**WHAT YOU NEED TO DO**
Transcribe everything in the records, dropping and changing nothing.

**INPUT DATA**
-=-=-
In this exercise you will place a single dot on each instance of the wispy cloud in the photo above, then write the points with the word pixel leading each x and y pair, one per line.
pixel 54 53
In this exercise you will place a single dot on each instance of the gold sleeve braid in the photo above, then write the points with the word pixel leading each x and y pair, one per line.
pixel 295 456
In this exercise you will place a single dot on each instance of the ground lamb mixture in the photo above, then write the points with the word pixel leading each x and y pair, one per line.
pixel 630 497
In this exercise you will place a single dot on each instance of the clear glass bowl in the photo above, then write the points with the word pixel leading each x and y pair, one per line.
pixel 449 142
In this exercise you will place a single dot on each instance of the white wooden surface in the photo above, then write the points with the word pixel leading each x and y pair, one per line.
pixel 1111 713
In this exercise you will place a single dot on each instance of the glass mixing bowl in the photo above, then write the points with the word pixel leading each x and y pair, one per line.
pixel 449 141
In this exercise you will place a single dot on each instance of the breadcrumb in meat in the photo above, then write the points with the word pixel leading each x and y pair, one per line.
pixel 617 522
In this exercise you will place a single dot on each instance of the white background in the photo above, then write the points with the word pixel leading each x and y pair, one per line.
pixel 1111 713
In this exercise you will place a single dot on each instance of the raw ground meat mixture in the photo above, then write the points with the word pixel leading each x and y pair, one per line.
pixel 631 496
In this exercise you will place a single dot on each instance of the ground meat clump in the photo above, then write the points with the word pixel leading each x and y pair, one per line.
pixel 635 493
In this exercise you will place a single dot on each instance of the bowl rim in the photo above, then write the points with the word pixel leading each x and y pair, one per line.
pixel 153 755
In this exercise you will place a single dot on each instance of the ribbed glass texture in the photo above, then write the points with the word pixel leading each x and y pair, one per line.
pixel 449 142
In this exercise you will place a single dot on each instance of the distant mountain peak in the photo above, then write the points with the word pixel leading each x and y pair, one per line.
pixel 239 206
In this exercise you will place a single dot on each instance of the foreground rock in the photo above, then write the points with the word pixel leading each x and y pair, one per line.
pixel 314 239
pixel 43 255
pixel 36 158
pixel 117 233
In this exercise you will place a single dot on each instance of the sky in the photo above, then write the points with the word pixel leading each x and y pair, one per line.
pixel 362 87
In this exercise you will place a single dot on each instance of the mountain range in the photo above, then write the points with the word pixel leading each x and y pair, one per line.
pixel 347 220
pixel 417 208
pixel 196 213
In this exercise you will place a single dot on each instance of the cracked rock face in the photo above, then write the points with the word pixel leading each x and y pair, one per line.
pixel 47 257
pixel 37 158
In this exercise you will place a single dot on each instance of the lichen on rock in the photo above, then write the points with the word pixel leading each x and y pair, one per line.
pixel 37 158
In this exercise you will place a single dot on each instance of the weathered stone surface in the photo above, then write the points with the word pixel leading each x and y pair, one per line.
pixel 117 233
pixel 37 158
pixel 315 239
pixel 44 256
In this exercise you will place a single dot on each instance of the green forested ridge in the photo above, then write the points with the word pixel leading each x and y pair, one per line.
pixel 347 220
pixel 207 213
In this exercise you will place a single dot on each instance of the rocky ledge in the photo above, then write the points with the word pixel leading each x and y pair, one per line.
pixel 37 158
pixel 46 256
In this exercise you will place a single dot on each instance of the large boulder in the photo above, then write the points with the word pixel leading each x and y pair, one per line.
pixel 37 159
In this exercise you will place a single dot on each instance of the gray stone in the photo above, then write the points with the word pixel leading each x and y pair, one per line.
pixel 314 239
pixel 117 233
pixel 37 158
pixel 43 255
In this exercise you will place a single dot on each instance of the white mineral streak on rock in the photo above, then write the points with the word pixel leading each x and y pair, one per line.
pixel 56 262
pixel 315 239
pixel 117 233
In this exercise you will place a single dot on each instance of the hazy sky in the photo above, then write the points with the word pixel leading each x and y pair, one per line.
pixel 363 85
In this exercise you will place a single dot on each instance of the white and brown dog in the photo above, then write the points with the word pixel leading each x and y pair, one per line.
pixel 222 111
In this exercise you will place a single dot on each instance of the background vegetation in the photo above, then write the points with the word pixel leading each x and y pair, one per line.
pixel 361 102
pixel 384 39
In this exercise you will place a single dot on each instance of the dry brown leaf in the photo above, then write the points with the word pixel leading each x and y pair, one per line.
-=-=-
**RESULT OF THE TASK**
In this exercise you will place a single dot on each instance of the wispy cloud in the photo above, then write the points with the word pixel leading each x and y pair, one per line.
pixel 54 53
In this exercise you will place a single dot on each instance of the gold sleeve braid in the photo above, then write the points with the word pixel leading each x and y pair, one per line.
pixel 295 456
In this exercise you will place a single dot on each instance of the ground lamb mixture in the photo above, then write the points with the word pixel leading each x and y pair, one per line.
pixel 630 497
In this exercise you will place a single dot on each instance of the clear glass bowl in the photo above, then write the points with the word pixel leading each x and y pair, one per line.
pixel 449 142
In this exercise you will place a single dot on each instance of the white wooden surface in the photo above, then write the points with the word pixel leading each x and y pair, one per line.
pixel 1111 713
In this exercise you will place a single dot on each instance of the glass mixing bowl in the photo above, then write the points with the word pixel leading each x and y pair, one per line.
pixel 449 141
In this exercise you will place a single dot on each instance of the breadcrumb in meat in the photo above, then write the points with the word pixel leading each x and y pair, one per line.
pixel 617 522
In this exercise you will place a single dot on each instance of the white background in the photo above, then write the points with the word pixel leading each x and y pair, one per line.
pixel 1111 713
In this exercise you will place a single dot on each instance of the raw ground meat mixture in the photo above, then write the points with the word pixel leading each x and y pair, one per line.
pixel 631 496
In this exercise you will place a single dot on each instance of the ground meat clump in the photo above, then write the points with the word pixel leading each x and y pair, one per line.
pixel 635 493
In this exercise you will place a single dot on each instance of the bowl rim in the photo above, then write the points with the word pixel leading each x and y pair, one per line.
pixel 153 755
In this exercise you will place a single dot on each instance of the ribbed glass texture in the photo above, then write the points with the word pixel leading each x and y pair, one per line.
pixel 449 142
In this exercise you will place a single dot on each instance of the distant mountain peak in the photo above, then write the points with the word pixel leading each x and y pair, one per line.
pixel 239 206
In this exercise you will place a single dot on each instance of the foreground rock in the photo above, then write the points with the word pixel leading each x and y pair, one per line.
pixel 314 239
pixel 43 255
pixel 36 158
pixel 117 233
In this exercise you will place a single dot on each instance of the sky in the photo above, then write the points with the word pixel leading each x and y pair, one per line.
pixel 362 87
In this exercise you will place a single dot on each instance of the mountain range in the photo above, then write the points with the word pixel leading each x and y pair, one per line.
pixel 347 220
pixel 417 208
pixel 196 213
In this exercise you will place a single dot on each instance of the cracked rock face in the photo above, then write the points with the word pixel leading each x and y pair, one per line.
pixel 47 257
pixel 37 158
In this exercise you will place a single dot on each instance of the lichen on rock in the photo above, then write the points with the word pixel leading each x and y pair, one per line.
pixel 37 158
In this exercise you will place a single dot on each instance of the weathered stone surface in the photo above, then write the points with the word pixel leading each x and y pair, one per line.
pixel 117 233
pixel 37 158
pixel 315 239
pixel 44 256
In this exercise you will place a single dot on each instance of the green forested ridge in the photo above, then write the points with the word pixel leading each x and y pair, one per line.
pixel 347 220
pixel 207 213
In this exercise you will place a single dot on each instance of the rocky ledge in the photo above, then write the points with the word pixel leading each x and y pair, one per line.
pixel 37 158
pixel 46 256
In this exercise you will place a single dot on each instance of the large boulder in the photo above, then write the points with the word pixel leading each x and y pair, one per line.
pixel 37 159
In this exercise you will place a single dot on each instance of the gray stone in the photo above, then write the points with the word pixel leading each x and y pair, one per line.
pixel 314 239
pixel 117 233
pixel 37 158
pixel 43 255
In this exercise you will place a single dot on each instance of the white mineral streak on rock in the photo above, then write the points with the word pixel leading each x and y pair, one per line.
pixel 56 262
pixel 315 239
pixel 117 233
In this exercise you will place a single dot on each instance of the hazy sky in the photo above, then write the points with the word pixel leading each x and y pair, one per line.
pixel 363 85
In this exercise you will place a single dot on each instance of the white and brown dog in the photo above, then write the points with the word pixel leading each x and y pair, one per line.
pixel 222 111
In this exercise you will place a single dot on each instance of the background vegetation in the photo above, then write the points with the word pixel leading each x and y pair, one per line.
pixel 361 102
pixel 384 39
In this exercise you will place a single dot on each instance of the dry brown leaf in the photo above, then write the points with the word pixel leading each x and y pair, one per line.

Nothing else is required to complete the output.